▸ WHAT TO DO: Using the entries that follow, write out the line containing "Query: white rose", the line containing "x=245 y=136", and every line between them, exactly and nothing else.

▸ DATASET ENTRIES:
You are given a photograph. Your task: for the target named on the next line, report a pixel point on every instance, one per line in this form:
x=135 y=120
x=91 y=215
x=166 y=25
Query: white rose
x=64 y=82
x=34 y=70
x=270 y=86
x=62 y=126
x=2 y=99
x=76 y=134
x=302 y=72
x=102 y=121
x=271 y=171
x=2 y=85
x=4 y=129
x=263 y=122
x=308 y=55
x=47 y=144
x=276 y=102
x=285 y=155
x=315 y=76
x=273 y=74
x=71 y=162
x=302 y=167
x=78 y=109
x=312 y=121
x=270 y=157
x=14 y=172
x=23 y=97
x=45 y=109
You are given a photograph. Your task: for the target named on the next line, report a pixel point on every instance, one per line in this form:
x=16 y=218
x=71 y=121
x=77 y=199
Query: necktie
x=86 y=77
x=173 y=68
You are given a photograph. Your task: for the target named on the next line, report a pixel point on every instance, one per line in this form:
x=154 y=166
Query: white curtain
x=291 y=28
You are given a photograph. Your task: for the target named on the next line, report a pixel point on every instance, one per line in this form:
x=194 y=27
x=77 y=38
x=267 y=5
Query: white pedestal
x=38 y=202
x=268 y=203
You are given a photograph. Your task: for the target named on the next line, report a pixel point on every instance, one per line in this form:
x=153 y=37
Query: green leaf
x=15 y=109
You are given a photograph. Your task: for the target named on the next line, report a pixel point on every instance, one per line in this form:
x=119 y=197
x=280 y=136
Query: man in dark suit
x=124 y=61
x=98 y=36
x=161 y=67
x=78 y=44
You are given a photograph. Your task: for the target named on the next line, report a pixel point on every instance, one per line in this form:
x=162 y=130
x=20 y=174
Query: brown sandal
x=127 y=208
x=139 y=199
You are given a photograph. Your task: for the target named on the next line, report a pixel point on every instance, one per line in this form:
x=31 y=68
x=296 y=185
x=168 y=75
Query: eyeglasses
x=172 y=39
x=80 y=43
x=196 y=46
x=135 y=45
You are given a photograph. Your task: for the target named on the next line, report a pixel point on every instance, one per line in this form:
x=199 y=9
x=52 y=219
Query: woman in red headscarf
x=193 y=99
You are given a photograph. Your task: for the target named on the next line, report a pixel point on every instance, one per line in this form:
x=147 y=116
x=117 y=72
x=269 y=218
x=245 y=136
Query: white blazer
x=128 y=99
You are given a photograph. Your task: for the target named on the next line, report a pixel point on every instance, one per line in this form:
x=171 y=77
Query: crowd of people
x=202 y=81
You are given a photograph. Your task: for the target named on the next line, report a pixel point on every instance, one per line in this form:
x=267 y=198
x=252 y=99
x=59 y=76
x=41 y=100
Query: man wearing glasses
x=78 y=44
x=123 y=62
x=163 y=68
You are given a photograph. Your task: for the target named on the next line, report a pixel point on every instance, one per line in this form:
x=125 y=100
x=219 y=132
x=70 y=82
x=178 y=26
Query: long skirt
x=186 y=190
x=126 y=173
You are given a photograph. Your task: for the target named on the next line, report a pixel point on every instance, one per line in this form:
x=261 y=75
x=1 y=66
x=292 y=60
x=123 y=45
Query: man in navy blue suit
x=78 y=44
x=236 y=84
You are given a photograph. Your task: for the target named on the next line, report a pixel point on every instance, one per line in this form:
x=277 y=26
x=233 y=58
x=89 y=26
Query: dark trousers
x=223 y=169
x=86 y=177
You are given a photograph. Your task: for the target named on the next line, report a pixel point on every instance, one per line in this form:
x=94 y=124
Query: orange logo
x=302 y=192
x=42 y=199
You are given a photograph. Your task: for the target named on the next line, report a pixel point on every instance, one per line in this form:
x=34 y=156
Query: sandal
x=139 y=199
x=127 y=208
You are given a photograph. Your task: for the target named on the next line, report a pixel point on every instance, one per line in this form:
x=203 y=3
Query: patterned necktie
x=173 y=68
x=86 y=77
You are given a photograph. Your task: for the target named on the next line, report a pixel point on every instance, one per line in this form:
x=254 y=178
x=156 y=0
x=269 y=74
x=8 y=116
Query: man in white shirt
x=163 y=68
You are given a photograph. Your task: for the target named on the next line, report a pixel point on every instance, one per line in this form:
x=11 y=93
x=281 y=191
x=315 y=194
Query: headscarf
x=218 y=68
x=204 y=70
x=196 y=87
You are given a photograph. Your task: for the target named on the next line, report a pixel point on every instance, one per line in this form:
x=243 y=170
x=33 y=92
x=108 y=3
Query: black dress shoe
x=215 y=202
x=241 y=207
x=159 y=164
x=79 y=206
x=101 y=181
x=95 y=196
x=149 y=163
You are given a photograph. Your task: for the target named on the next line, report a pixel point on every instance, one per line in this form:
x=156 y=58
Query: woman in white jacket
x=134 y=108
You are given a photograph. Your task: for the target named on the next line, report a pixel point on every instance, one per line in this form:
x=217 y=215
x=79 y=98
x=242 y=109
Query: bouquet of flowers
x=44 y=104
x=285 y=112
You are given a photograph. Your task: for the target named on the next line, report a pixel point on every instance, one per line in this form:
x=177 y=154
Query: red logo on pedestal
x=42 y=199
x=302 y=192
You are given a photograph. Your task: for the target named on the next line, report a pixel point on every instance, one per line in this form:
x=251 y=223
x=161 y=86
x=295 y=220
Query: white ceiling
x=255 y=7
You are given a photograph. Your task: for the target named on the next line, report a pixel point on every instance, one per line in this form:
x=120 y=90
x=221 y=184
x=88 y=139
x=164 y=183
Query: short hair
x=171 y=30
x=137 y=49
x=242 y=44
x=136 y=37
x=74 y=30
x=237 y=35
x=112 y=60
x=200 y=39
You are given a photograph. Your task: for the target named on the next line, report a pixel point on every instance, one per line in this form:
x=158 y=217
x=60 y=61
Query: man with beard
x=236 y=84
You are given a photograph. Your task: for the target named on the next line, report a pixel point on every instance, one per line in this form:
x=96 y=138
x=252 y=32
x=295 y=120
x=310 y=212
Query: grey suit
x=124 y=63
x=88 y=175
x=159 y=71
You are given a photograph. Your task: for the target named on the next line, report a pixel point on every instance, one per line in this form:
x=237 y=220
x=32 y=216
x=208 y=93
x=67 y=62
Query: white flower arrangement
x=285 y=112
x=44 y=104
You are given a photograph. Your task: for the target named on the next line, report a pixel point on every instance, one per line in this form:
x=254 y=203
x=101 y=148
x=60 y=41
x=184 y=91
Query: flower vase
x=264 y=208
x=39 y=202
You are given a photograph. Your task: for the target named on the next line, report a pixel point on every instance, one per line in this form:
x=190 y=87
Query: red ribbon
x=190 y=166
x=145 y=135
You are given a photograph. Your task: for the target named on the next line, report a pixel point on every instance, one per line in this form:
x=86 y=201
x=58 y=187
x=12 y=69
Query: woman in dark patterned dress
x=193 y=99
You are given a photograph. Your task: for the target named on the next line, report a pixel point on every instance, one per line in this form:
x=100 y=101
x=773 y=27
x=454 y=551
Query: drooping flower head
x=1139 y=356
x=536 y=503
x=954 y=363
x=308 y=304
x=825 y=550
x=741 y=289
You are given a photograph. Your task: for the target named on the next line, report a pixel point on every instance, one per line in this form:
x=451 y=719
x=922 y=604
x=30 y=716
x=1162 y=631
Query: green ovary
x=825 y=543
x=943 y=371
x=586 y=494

▸ RESPONSE BOX:
Query: white rose
x=64 y=82
x=34 y=70
x=270 y=86
x=62 y=126
x=2 y=99
x=76 y=134
x=302 y=72
x=102 y=121
x=271 y=171
x=2 y=85
x=4 y=129
x=263 y=122
x=308 y=55
x=47 y=144
x=276 y=102
x=285 y=155
x=315 y=76
x=273 y=74
x=71 y=162
x=302 y=167
x=78 y=109
x=312 y=121
x=270 y=157
x=14 y=172
x=23 y=97
x=45 y=109
You are given a photograph. Your task: for the target named on the next line, report a pixel point on every instance, one per line in this form:
x=16 y=218
x=71 y=121
x=77 y=199
Query: necktie
x=86 y=77
x=173 y=68
You are given a photograph. Your task: for the target named on the next line, report a pixel point on every instance, one per line in this form:
x=154 y=166
Query: white curtain
x=291 y=28
You are given a photograph. Your task: for the target named on the next line, report a pixel point on every instance, one per line in this form:
x=194 y=27
x=77 y=38
x=267 y=5
Query: white pedestal
x=38 y=202
x=268 y=203
You are given a photograph. Your task: for the target named on the next line, report a pixel point on every instance, one per line in this form:
x=153 y=37
Query: green leaf
x=15 y=109
You are given a photograph. Your task: for the target named on the next line, report a pixel point on every instance, one per line in this form:
x=119 y=197
x=280 y=136
Query: man in dark suit
x=124 y=61
x=98 y=36
x=161 y=67
x=78 y=44
You are given a photograph. Your task: for the target named on the next line, report a pixel point on every instance, one per line in this form:
x=162 y=130
x=20 y=174
Query: brown sandal
x=127 y=208
x=139 y=199
You are given a photograph. Your task: for the target named on the next line, report a pixel point on every instance, one per line in this form:
x=31 y=68
x=296 y=185
x=168 y=75
Query: eyeglasses
x=172 y=39
x=80 y=43
x=196 y=46
x=135 y=45
You are given a photograph. Your task: for the target named on the next line, report a pixel point on every instance, one per line in this form:
x=199 y=9
x=52 y=219
Query: woman in red headscarf
x=193 y=99
You are given a photograph. Your task: for the target named on the next line, report a pixel point on every instance, one per line in this form:
x=147 y=116
x=117 y=72
x=269 y=218
x=245 y=136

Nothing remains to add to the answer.